═══ Supplied material ═══
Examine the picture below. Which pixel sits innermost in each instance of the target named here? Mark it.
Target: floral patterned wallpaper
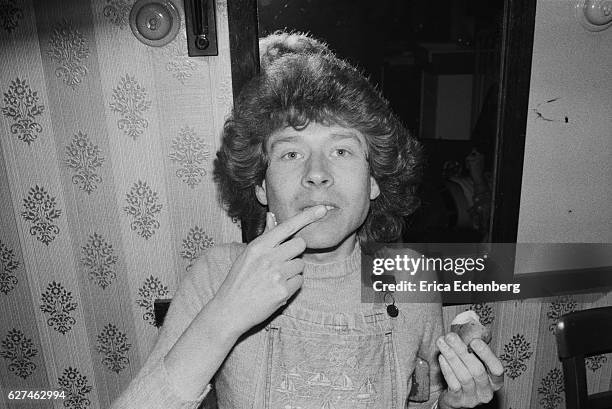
(106, 191)
(106, 196)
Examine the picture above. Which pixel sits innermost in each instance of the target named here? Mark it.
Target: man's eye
(341, 152)
(291, 155)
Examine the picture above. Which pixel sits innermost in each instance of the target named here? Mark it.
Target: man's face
(319, 165)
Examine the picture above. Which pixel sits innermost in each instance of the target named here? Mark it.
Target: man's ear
(260, 192)
(374, 189)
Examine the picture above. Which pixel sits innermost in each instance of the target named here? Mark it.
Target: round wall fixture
(594, 15)
(155, 22)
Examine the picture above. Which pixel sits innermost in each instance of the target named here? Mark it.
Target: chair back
(581, 334)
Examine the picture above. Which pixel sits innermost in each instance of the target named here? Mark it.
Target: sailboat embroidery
(287, 384)
(327, 405)
(367, 390)
(319, 379)
(343, 383)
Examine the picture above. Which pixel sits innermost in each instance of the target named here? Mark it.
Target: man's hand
(469, 382)
(267, 273)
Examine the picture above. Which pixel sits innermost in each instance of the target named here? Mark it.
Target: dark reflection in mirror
(438, 65)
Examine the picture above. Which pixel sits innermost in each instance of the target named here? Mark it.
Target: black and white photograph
(306, 204)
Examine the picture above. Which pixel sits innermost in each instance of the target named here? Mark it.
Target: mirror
(457, 74)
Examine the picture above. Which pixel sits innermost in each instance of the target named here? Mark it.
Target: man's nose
(317, 172)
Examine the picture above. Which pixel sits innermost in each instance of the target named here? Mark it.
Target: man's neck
(332, 254)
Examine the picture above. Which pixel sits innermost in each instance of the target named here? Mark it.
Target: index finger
(291, 226)
(493, 364)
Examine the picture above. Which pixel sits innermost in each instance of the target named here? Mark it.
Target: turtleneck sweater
(331, 292)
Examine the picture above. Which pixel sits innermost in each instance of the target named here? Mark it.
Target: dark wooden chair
(581, 334)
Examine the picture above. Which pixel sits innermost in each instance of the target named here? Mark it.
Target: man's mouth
(328, 206)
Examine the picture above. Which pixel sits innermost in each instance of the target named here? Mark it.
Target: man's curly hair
(303, 81)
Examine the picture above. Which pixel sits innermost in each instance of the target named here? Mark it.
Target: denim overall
(305, 359)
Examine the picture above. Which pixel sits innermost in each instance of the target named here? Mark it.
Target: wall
(105, 190)
(567, 189)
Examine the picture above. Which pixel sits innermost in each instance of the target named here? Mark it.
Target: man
(314, 156)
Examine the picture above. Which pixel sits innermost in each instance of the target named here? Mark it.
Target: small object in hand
(392, 310)
(467, 325)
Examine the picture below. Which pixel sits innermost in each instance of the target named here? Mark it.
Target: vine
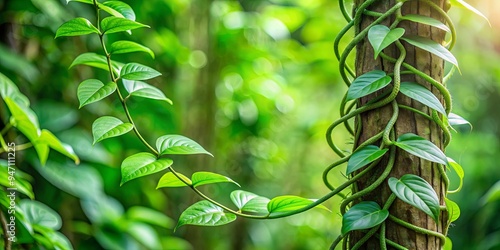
(367, 216)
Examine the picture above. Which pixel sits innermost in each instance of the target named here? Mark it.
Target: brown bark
(408, 122)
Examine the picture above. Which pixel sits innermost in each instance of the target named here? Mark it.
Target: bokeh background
(256, 83)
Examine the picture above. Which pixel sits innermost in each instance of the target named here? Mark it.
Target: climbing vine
(127, 81)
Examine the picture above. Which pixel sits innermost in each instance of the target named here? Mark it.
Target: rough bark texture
(375, 121)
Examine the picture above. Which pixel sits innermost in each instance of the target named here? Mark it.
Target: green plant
(209, 212)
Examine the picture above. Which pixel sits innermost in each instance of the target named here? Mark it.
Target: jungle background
(256, 83)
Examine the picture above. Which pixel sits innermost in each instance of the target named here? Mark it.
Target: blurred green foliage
(256, 84)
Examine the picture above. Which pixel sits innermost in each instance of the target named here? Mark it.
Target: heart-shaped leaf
(37, 213)
(142, 89)
(76, 27)
(170, 180)
(249, 202)
(118, 9)
(460, 173)
(93, 90)
(367, 84)
(423, 95)
(364, 215)
(364, 156)
(426, 20)
(203, 178)
(114, 24)
(381, 36)
(453, 210)
(108, 126)
(421, 147)
(179, 145)
(136, 71)
(287, 203)
(204, 213)
(417, 192)
(121, 47)
(432, 47)
(142, 164)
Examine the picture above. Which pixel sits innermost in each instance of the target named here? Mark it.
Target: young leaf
(423, 95)
(76, 27)
(432, 47)
(453, 210)
(249, 202)
(381, 36)
(170, 180)
(142, 164)
(93, 90)
(426, 20)
(203, 178)
(421, 147)
(460, 173)
(121, 47)
(118, 9)
(204, 213)
(24, 119)
(46, 140)
(364, 215)
(417, 192)
(367, 84)
(135, 71)
(39, 214)
(288, 203)
(142, 89)
(463, 4)
(108, 126)
(364, 156)
(179, 145)
(116, 24)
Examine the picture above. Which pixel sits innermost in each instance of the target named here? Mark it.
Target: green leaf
(108, 126)
(417, 192)
(118, 9)
(150, 216)
(426, 20)
(37, 213)
(116, 24)
(364, 215)
(142, 89)
(463, 4)
(367, 84)
(170, 180)
(364, 156)
(178, 145)
(381, 36)
(24, 119)
(203, 178)
(76, 27)
(286, 203)
(460, 173)
(204, 213)
(121, 47)
(93, 90)
(432, 47)
(492, 195)
(142, 164)
(96, 61)
(455, 120)
(46, 140)
(421, 147)
(453, 210)
(423, 95)
(249, 202)
(135, 71)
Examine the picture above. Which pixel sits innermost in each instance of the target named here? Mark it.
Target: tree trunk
(408, 122)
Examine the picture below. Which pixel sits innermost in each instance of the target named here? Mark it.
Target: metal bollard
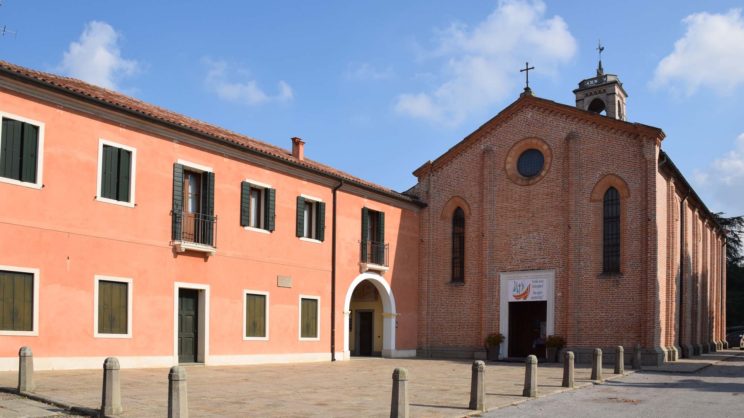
(530, 377)
(637, 357)
(25, 370)
(111, 399)
(178, 404)
(619, 360)
(478, 386)
(568, 369)
(399, 403)
(597, 365)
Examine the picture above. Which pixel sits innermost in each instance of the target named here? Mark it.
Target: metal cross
(526, 71)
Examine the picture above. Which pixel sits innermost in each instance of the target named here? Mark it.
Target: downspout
(333, 275)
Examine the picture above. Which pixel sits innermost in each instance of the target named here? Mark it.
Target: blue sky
(378, 88)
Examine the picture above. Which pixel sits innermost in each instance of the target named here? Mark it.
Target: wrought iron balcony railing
(374, 253)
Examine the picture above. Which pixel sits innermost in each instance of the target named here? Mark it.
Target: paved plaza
(360, 387)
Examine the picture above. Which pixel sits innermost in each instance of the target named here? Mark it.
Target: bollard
(568, 369)
(530, 377)
(25, 370)
(478, 386)
(597, 365)
(619, 360)
(178, 404)
(111, 399)
(637, 357)
(399, 403)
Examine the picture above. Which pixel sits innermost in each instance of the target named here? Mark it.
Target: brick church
(136, 232)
═══
- Objective: Without including the pictures, return each record above exactly as it stands.

- Solution to this task:
Examine the picture below. Which pixel sits innermost in each instance of the target named here? Mark it.
Target: floral patterned wallpaper
(106, 191)
(106, 196)
Examine the picture above. Which pixel sits innermost in each instance of the target named here? Mark it.
Target: man's eye
(341, 152)
(291, 155)
Examine the picture above. Which pixel sits innermost in each instance of the target named here? Mark it.
Target: man's face
(319, 165)
Examine the picture above. Which pixel sits innermost in each instance of the target named here? Mark it.
Target: man's ear
(260, 192)
(374, 189)
Examine the picture above. Which pixel sits innermost in each instance of the target named here? Mark it.
Target: round wall fixture
(594, 15)
(155, 22)
Examine the picture above. Which pixel sits innermost in each instance of the target named here? Mark it.
Target: chair back
(581, 334)
Examine the picture above. Which pixel sits innermost in each instance of the target named here? Mark it.
Target: sailboat embroidery
(287, 384)
(327, 405)
(367, 390)
(319, 379)
(343, 383)
Examine the picture above. Which pixel sits innermost in each instance of the target named here? Mark it.
Target: man's hand
(469, 382)
(267, 273)
Examine the picture above. Which pixel sits innermost in each instance of the target named here? Mark it.
Target: dark reflection in mirror
(438, 65)
Examine the picture above. Which pixel sits innermost in each instance of the target named here? Mark it.
Target: black and white photograph
(306, 204)
Examine the picture above. Which pixel sits innermost in each instance of the target named here? Mark it.
Target: mirror
(457, 74)
Examine the picture above. Which pixel sits innermost in each instance of the target named here? Mark it.
Target: man's nose
(317, 172)
Examine the picture above. Which pixel sits innermost in each instance of the target named here? Mark it.
Target: man's neck
(332, 254)
Examine the picture above. Which pixel sits innermost in each instance of the target named here? Mark it.
Target: index finger
(291, 226)
(493, 364)
Examine the picture above. Which pixel sits innermost in each instance of the target named here? Mark it.
Target: turtleneck sweater
(331, 292)
Examine the picture above. Which pixel sits innermost in each instance of the target named here? Mark it.
Target: dark wooden chair
(581, 334)
Examine the picture above. Which pixel sits innermost in each instance of the target named here? Mark it.
Target: man's mouth
(328, 206)
Examine the picture above. Which pixel sits innermost in each instance of the target named here? Mark it.
Target: man's curly hair
(303, 81)
Examine the picture above. Which pixel sits innermost in each instance of the target named here? Mark it.
Target: denim overall
(305, 359)
Examine the picture above. Which pixel sits innermost in each instance of the target named here? Mark it.
Target: wall
(105, 190)
(567, 189)
Examine the picture above. Which pixel sits innermost in each instance of the target named here? Mark it.
Target: man
(314, 156)
Examine the picture above. Which pixel sits innermost in each instance of the target named here? Mark it.
Target: small object in hand
(392, 310)
(467, 325)
Examine the picture below. Which pixel sits innermost in each instance of the target named here? Mark it.
Target: vine
(367, 216)
Examine the picture above. Which pixel sits innermost in each instance of the target named here? Mark it.
Target: brown bark
(408, 122)
Examine the picture above. Which pixel sits innermost in each instance of the target named here? Mark it.
Target: bokeh background
(256, 83)
Examine the picture above. Which pixel sits innermost in each instance of the target named here? Mark it.
Target: climbing vine
(127, 81)
Examine the picture above. Which pixel sits innermost in each instance of the target named here? Mark it.
Target: rough bark texture
(375, 121)
Examine the picture above. Which pixel sits innermost in each instance of the target named here? Mark it.
Target: green plant
(209, 212)
Examine the picture above. Which pixel sits innermost in each instance of the target named here? Mark it.
Target: jungle background
(256, 83)
Examine the picture above. Which pixel sits innermost in each instance of the target named here? Mark it.
Target: blurred green foliage
(256, 84)
Examine the picture above. Which pixel sits innermost in each instance of the target named here? Mark it.
Target: heart-shaped leaf
(37, 213)
(142, 89)
(76, 27)
(170, 180)
(249, 202)
(118, 9)
(460, 173)
(93, 90)
(367, 84)
(423, 95)
(364, 215)
(364, 156)
(426, 20)
(203, 178)
(114, 24)
(381, 36)
(453, 210)
(108, 126)
(421, 147)
(179, 145)
(136, 71)
(287, 203)
(204, 213)
(417, 192)
(121, 47)
(432, 47)
(142, 164)
Examine the picture above. Which pixel sits innermost in each instance of the target named here? Mark it.
Target: young leaf
(423, 95)
(76, 27)
(432, 47)
(453, 210)
(249, 202)
(381, 36)
(170, 180)
(142, 164)
(93, 90)
(426, 20)
(203, 178)
(421, 147)
(460, 173)
(121, 47)
(118, 9)
(204, 213)
(24, 119)
(46, 140)
(364, 215)
(417, 192)
(367, 84)
(135, 71)
(39, 214)
(288, 203)
(142, 89)
(463, 4)
(108, 126)
(364, 156)
(179, 145)
(116, 24)
Examine the picture above. Which pixel sits innermost in each instance of the target named here? Mark it.
Target: green leaf
(108, 126)
(417, 192)
(118, 9)
(150, 216)
(426, 20)
(37, 213)
(116, 24)
(364, 215)
(142, 89)
(463, 4)
(367, 84)
(170, 180)
(364, 156)
(178, 145)
(381, 36)
(24, 119)
(203, 178)
(76, 27)
(286, 203)
(460, 173)
(204, 213)
(121, 47)
(93, 90)
(432, 47)
(492, 195)
(142, 164)
(96, 61)
(455, 120)
(46, 140)
(421, 147)
(453, 210)
(423, 95)
(249, 202)
(135, 71)
Examine the picture above. Which pixel sits innermost in each instance of the target named here? Mark it.
Target: tree trunk
(408, 122)
Examine the picture below. Which pixel sits innermost in each instance of the target named here? Mark it.
Target: metal bollard
(530, 377)
(637, 357)
(25, 370)
(111, 399)
(178, 404)
(619, 360)
(478, 386)
(568, 369)
(399, 403)
(597, 365)
Examine the picture above. Which pixel sits innermost in each instance of the target named here? Mark it.
Target: metal cross
(526, 71)
Examine the picture above. Which pixel sits innermost in each instance of the target named here? Mark it.
Target: downspout
(333, 275)
Examine the picture above. Which pixel sits innermost in each instance of the target named here? Mark it.
Target: blue sky
(378, 88)
Examine the picture above. Which pixel sits innermost in each instance of the target named here? Mark it.
Target: wrought iron balcony railing
(374, 253)
Examine the picture above. Which pixel sits innermost in each instance of the target named here? Mark it.
Target: paved plaza
(360, 387)
Examine the picture above. Which pixel sits innermost in each instance of the target named here? Mark it.
Target: bollard
(568, 369)
(530, 377)
(25, 370)
(478, 386)
(597, 365)
(619, 360)
(178, 404)
(111, 399)
(637, 357)
(399, 403)
Examine the picture above. Which pixel sits innermost in each instance of the target named here? Mark it.
Target: brick church
(136, 232)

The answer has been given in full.